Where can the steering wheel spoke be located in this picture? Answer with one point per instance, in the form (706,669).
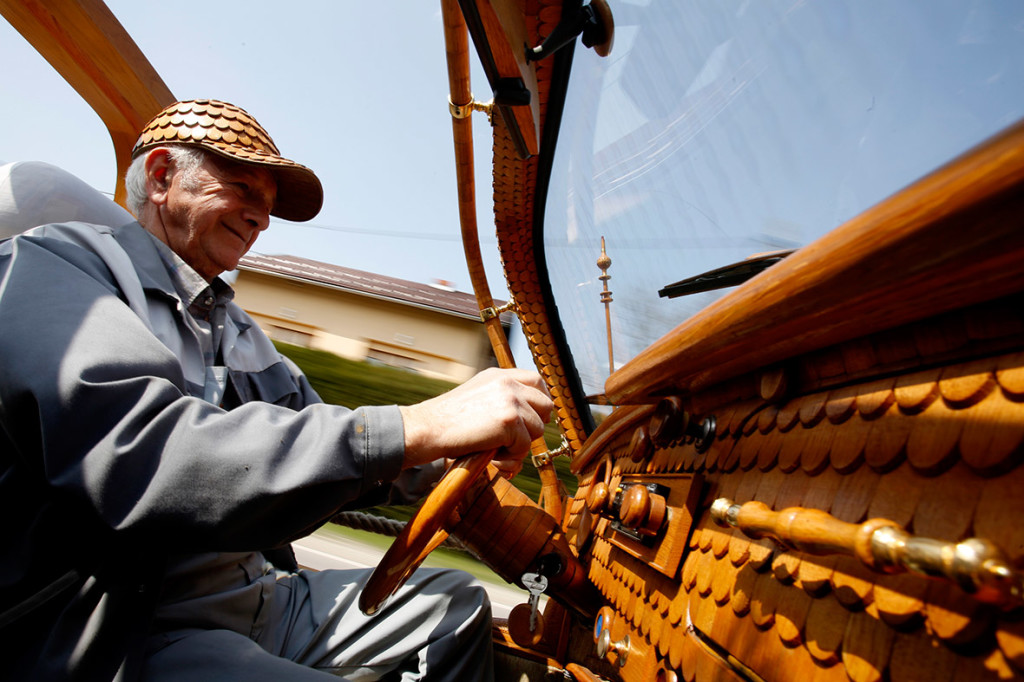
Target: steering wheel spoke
(423,534)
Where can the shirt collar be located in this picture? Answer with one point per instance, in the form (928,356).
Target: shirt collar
(200,296)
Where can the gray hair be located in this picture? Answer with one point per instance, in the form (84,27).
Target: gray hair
(187,159)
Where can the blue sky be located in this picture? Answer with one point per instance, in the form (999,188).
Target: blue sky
(355,90)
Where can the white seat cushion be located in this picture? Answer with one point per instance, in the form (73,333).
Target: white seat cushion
(33,193)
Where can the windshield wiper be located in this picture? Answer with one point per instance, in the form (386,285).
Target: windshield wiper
(728,275)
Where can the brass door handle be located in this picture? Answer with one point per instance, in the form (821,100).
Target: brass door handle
(977,565)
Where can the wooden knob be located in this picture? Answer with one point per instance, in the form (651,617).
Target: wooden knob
(642,510)
(597,501)
(641,448)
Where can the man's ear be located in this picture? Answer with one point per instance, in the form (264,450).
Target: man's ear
(158,175)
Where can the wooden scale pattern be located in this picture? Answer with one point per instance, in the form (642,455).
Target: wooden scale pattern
(514,181)
(936,451)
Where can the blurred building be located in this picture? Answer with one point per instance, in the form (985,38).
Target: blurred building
(429,329)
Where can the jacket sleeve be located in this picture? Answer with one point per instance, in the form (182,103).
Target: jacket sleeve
(94,401)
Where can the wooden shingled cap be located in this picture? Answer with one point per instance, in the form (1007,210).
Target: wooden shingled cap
(230,132)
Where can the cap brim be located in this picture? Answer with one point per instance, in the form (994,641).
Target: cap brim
(300,195)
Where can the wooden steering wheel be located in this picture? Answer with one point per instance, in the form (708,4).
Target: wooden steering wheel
(423,533)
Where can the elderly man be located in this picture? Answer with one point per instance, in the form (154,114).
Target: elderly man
(154,443)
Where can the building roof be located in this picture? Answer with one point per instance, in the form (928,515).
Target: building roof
(434,297)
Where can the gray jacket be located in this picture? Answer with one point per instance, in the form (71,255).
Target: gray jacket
(111,459)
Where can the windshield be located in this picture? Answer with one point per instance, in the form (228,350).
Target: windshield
(717,130)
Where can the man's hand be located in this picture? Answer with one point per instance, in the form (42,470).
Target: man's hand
(502,410)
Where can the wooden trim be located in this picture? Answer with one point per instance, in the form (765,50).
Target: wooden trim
(953,239)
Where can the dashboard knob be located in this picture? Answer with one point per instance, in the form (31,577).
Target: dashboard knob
(598,499)
(642,510)
(669,422)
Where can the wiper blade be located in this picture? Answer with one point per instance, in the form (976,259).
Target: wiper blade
(729,275)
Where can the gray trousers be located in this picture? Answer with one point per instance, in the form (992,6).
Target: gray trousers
(306,626)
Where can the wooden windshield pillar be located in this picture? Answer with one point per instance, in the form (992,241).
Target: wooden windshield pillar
(87,45)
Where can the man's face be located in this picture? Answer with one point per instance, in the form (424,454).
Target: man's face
(212,220)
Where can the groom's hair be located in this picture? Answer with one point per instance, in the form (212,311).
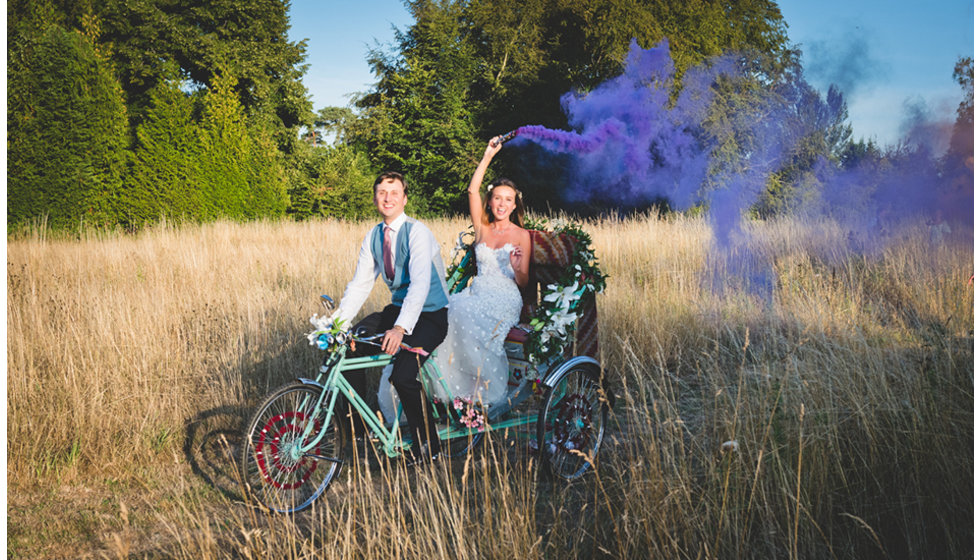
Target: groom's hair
(392,175)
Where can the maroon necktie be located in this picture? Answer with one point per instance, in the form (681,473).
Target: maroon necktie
(386,255)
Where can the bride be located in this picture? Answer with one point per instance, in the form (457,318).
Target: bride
(472,359)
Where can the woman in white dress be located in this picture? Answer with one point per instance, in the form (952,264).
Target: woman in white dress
(472,359)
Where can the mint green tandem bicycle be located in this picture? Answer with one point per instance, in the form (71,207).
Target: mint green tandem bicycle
(296,443)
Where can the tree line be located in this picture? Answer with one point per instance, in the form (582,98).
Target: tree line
(121,112)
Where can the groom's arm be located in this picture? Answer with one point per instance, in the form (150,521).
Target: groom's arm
(359,288)
(422,247)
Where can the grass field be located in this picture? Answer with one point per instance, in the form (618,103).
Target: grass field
(846,380)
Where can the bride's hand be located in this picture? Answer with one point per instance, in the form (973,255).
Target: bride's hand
(492,148)
(516,256)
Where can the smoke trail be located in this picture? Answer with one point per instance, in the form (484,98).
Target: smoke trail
(630,146)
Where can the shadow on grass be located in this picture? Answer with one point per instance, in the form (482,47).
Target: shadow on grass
(213,439)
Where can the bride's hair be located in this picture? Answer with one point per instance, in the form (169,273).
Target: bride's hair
(517,216)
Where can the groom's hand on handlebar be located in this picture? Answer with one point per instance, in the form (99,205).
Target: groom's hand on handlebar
(392,340)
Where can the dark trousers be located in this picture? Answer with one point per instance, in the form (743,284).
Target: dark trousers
(429,332)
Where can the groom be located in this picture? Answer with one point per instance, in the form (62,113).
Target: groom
(406,255)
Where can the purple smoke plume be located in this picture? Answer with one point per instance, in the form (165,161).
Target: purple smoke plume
(630,146)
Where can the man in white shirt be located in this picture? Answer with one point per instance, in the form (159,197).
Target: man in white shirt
(406,255)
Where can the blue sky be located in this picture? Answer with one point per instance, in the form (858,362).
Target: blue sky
(893,59)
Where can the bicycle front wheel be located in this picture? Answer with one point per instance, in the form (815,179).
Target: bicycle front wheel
(282,467)
(572,423)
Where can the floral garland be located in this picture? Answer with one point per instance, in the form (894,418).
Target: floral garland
(553,322)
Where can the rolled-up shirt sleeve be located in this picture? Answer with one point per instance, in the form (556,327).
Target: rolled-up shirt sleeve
(359,288)
(423,252)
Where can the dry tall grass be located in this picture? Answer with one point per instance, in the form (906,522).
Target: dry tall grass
(846,381)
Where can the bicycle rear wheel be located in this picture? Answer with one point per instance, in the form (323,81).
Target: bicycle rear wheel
(275,471)
(572,422)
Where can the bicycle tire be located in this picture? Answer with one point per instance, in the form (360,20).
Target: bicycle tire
(572,423)
(276,480)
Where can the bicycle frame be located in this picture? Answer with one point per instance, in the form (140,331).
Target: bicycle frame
(333,385)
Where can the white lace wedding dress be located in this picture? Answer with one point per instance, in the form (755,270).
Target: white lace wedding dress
(472,359)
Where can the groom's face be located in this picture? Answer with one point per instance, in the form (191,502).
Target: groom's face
(389,197)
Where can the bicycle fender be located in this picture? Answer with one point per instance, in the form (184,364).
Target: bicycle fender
(563,368)
(310,382)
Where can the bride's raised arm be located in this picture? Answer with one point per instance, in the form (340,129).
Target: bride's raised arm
(476,201)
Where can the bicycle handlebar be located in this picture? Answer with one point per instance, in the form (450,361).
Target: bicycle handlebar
(360,336)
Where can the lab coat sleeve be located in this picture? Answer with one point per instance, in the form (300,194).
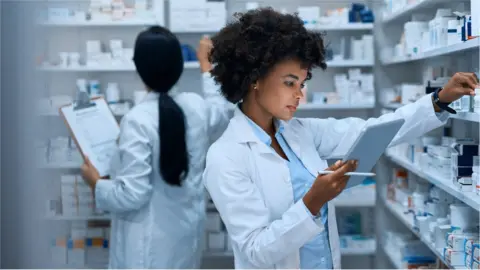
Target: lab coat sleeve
(131,187)
(246,217)
(333,138)
(217,107)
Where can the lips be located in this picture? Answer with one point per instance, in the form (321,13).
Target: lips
(292,108)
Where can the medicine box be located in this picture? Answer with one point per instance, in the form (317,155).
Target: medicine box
(59,251)
(76,252)
(216,241)
(456,242)
(214,223)
(454,258)
(97,251)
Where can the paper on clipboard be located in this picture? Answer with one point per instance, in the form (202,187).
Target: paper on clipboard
(95,131)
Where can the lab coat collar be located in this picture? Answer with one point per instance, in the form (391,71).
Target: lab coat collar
(243,132)
(150,96)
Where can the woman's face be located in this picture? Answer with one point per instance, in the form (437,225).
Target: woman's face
(279,92)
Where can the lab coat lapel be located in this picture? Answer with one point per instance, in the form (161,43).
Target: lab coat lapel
(245,134)
(293,140)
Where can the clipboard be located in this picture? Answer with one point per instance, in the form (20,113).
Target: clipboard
(94,129)
(369,146)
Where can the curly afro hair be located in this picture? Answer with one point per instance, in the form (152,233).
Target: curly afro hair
(248,48)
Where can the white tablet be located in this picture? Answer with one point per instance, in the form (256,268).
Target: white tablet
(369,146)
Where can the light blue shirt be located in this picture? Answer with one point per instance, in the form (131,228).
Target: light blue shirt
(316,253)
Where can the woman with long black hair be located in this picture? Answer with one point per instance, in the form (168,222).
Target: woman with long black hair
(155,193)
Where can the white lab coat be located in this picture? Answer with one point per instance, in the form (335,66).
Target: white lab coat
(155,225)
(251,187)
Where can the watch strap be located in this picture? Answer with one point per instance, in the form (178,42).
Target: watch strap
(442,105)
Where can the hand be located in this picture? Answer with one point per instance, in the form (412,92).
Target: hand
(90,173)
(461,84)
(327,187)
(203,53)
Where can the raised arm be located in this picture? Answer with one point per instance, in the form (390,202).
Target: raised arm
(217,106)
(240,204)
(334,137)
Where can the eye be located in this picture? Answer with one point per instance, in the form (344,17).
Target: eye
(289,84)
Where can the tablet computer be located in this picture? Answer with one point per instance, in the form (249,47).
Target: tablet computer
(369,146)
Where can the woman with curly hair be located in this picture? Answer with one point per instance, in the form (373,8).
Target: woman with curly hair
(262,172)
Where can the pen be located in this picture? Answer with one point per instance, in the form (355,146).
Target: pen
(349,173)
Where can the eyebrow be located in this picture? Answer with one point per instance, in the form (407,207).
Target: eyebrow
(292,76)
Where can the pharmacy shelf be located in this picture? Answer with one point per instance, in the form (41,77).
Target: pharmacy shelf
(343,251)
(465,116)
(79,218)
(218,254)
(398,211)
(344,27)
(470,199)
(463,46)
(62,165)
(389,252)
(349,200)
(392,106)
(358,251)
(102,23)
(112,68)
(349,63)
(410,9)
(314,106)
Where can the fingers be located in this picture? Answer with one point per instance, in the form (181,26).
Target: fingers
(335,166)
(349,166)
(87,161)
(468,80)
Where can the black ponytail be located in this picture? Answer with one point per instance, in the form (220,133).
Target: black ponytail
(173,147)
(159,62)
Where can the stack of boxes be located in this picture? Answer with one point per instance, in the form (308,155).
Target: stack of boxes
(86,246)
(58,150)
(461,248)
(353,87)
(76,197)
(472,250)
(217,239)
(463,154)
(198,15)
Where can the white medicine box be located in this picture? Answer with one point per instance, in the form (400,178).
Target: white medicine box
(216,241)
(76,253)
(214,222)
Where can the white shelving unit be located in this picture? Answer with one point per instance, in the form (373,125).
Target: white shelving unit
(101,23)
(410,9)
(399,212)
(468,198)
(461,57)
(345,27)
(465,116)
(314,106)
(472,44)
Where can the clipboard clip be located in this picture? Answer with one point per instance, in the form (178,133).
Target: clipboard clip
(82,101)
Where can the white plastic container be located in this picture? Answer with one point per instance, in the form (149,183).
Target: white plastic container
(94,88)
(452,35)
(413,36)
(476,101)
(462,217)
(112,93)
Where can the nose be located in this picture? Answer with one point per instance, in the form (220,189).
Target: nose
(299,93)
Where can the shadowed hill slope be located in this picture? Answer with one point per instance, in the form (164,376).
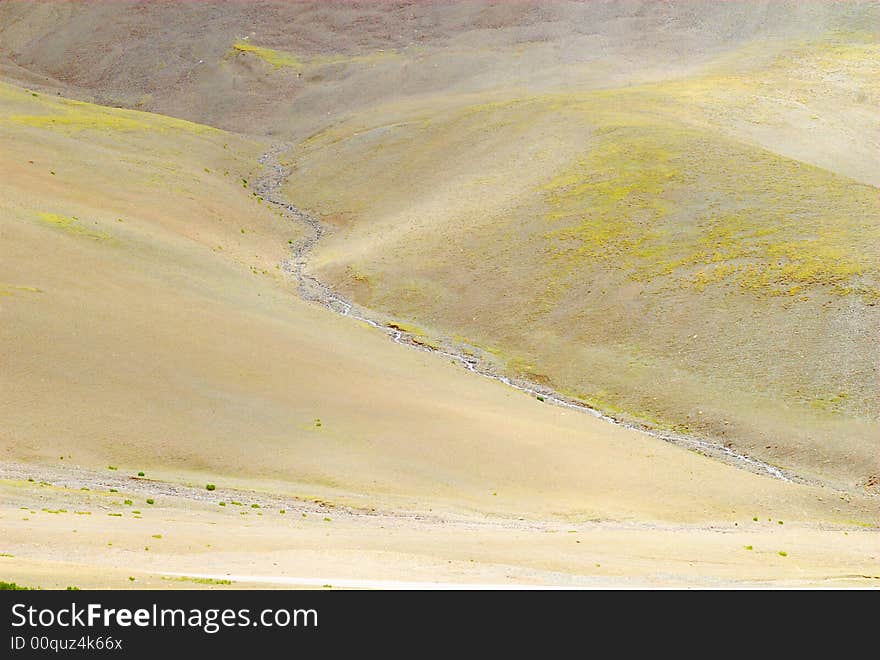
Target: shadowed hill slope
(667,210)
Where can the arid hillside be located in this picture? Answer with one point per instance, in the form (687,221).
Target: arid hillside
(666,211)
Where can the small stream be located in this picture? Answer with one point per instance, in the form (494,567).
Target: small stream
(312,290)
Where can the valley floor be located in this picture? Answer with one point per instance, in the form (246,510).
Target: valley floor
(76,527)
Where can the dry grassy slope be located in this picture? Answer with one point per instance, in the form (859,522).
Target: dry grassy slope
(657,250)
(130,339)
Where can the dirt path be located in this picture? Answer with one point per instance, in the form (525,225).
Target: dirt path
(312,290)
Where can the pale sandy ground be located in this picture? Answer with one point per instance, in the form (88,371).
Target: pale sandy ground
(141,344)
(353,549)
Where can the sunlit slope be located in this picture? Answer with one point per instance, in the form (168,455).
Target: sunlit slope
(656,250)
(131,339)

*EXERCISE GOAL:*
Your answer should consist of the lines from the line with "Where can the white seat" to the line with "Where can the windshield wiper" above, repeated exactly, both ends included.

*OUTPUT FOR THIS EXERCISE:*
Where can the white seat cushion be located in this picture? Answer with one point per instance, in the form (73,333).
Target: white seat cushion
(33,193)
Where can the windshield wiper be located in this picture? Answer with one point per instance, in the form (386,285).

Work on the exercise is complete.